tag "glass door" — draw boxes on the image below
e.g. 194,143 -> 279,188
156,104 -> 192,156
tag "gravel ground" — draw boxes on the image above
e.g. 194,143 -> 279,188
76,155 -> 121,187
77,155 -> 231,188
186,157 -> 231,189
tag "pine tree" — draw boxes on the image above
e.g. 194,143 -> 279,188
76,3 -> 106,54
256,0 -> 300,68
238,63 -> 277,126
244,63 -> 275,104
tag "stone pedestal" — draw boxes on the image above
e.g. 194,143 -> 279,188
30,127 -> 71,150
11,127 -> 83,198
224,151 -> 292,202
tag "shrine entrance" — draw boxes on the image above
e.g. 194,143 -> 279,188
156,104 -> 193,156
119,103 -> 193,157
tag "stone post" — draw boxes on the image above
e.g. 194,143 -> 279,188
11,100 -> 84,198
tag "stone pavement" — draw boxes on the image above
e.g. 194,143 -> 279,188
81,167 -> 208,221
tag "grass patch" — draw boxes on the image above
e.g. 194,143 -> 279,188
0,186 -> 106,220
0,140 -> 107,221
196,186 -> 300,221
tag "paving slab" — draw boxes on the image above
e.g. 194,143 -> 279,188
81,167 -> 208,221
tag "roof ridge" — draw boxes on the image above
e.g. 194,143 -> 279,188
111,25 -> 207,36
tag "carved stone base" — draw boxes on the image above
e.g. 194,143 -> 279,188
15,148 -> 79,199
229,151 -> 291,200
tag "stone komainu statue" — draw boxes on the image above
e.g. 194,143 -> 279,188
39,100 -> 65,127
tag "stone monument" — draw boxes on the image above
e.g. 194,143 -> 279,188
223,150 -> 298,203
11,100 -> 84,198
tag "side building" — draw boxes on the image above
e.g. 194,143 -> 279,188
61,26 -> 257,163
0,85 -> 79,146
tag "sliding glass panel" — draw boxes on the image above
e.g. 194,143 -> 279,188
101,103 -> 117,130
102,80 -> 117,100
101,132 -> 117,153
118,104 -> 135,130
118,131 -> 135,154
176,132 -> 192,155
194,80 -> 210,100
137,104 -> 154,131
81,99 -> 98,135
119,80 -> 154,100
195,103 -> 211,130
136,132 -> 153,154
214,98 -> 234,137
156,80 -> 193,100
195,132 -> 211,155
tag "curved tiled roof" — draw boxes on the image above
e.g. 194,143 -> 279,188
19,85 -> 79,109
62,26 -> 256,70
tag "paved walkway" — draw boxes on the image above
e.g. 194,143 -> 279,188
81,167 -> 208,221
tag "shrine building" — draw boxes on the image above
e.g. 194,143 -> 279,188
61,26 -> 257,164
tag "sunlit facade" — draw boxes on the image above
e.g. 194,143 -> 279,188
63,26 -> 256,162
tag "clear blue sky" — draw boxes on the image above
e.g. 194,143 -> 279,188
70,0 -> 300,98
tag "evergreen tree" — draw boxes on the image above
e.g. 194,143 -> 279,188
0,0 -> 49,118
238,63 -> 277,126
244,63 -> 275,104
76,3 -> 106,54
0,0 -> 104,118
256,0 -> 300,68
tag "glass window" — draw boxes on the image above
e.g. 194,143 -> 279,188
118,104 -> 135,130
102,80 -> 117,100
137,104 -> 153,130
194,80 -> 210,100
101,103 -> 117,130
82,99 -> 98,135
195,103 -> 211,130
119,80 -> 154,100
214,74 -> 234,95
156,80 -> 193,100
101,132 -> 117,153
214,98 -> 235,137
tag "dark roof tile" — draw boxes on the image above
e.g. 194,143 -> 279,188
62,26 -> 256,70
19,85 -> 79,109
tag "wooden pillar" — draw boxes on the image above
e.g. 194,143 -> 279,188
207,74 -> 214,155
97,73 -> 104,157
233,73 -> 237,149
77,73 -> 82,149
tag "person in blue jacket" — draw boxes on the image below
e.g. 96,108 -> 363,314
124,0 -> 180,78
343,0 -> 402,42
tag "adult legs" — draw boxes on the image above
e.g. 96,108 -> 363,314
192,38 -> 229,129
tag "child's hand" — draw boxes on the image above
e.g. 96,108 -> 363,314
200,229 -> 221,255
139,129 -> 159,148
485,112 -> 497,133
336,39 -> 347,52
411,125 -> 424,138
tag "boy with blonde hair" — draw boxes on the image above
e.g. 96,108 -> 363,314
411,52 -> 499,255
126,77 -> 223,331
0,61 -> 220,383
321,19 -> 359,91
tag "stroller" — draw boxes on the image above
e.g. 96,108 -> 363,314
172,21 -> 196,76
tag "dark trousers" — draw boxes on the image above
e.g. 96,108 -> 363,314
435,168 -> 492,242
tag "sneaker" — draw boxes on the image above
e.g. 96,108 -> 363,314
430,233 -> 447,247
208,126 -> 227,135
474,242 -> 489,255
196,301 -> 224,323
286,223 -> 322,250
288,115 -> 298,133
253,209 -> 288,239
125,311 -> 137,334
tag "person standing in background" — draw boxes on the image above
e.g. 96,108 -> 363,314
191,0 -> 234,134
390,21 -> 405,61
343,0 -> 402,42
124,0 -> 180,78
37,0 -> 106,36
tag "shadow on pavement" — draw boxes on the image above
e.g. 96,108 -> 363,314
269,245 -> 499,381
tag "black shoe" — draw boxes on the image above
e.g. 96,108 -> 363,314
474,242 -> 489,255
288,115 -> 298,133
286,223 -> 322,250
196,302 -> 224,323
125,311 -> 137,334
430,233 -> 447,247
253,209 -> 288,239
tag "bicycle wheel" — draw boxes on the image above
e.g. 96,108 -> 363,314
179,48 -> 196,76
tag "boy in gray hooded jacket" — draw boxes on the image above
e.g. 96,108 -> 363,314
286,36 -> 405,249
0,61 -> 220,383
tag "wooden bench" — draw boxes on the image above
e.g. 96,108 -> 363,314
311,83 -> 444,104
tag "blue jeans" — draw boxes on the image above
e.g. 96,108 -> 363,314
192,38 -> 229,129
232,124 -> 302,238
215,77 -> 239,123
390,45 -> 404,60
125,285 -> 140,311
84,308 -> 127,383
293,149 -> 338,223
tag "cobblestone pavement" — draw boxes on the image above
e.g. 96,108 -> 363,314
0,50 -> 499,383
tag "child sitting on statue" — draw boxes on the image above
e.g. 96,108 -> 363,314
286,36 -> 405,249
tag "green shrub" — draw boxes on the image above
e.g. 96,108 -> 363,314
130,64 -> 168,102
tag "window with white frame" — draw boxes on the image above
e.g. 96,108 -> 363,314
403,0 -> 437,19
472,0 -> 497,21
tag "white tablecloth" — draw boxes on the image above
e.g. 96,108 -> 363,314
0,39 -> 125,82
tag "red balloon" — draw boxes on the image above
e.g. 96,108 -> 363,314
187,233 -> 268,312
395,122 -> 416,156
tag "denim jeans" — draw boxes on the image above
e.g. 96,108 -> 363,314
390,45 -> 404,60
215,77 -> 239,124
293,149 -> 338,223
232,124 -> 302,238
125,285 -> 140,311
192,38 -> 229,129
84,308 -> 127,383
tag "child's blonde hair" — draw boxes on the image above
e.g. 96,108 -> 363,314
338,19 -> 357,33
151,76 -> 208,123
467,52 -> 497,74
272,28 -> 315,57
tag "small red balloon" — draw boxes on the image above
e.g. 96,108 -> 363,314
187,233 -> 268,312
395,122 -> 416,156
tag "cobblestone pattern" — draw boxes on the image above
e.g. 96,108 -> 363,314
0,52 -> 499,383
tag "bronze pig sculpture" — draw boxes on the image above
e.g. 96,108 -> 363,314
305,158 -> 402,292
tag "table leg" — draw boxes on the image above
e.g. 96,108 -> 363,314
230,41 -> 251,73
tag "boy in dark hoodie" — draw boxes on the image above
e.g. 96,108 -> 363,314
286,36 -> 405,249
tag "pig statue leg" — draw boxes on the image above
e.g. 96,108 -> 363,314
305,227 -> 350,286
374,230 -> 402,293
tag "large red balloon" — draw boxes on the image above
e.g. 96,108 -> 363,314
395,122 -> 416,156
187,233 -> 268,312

┄┄┄┄┄┄┄┄┄┄

**PROBLEM REQUIREMENTS:** Rewrite the lines from the first one through the one containing "224,151 -> 292,202", changing "gravel ground" to "gravel path" and leaving everything else as it is.

**TASK OUTPUT:**
tag "glass door" — draw boxes on the image below
e.g. 194,143 -> 279,188
156,104 -> 192,156
tag "gravel path" — draw boxes on the image above
e.g. 194,143 -> 279,188
76,155 -> 121,187
77,155 -> 231,188
186,157 -> 231,189
tag "pine tree" — draw boxes on the image above
e.g. 194,143 -> 279,188
76,3 -> 106,54
256,0 -> 300,68
238,63 -> 277,126
244,63 -> 275,104
tag "stone pedestal" — draw boxes on the image above
e.g. 194,143 -> 279,188
30,127 -> 71,150
11,127 -> 83,198
224,151 -> 292,202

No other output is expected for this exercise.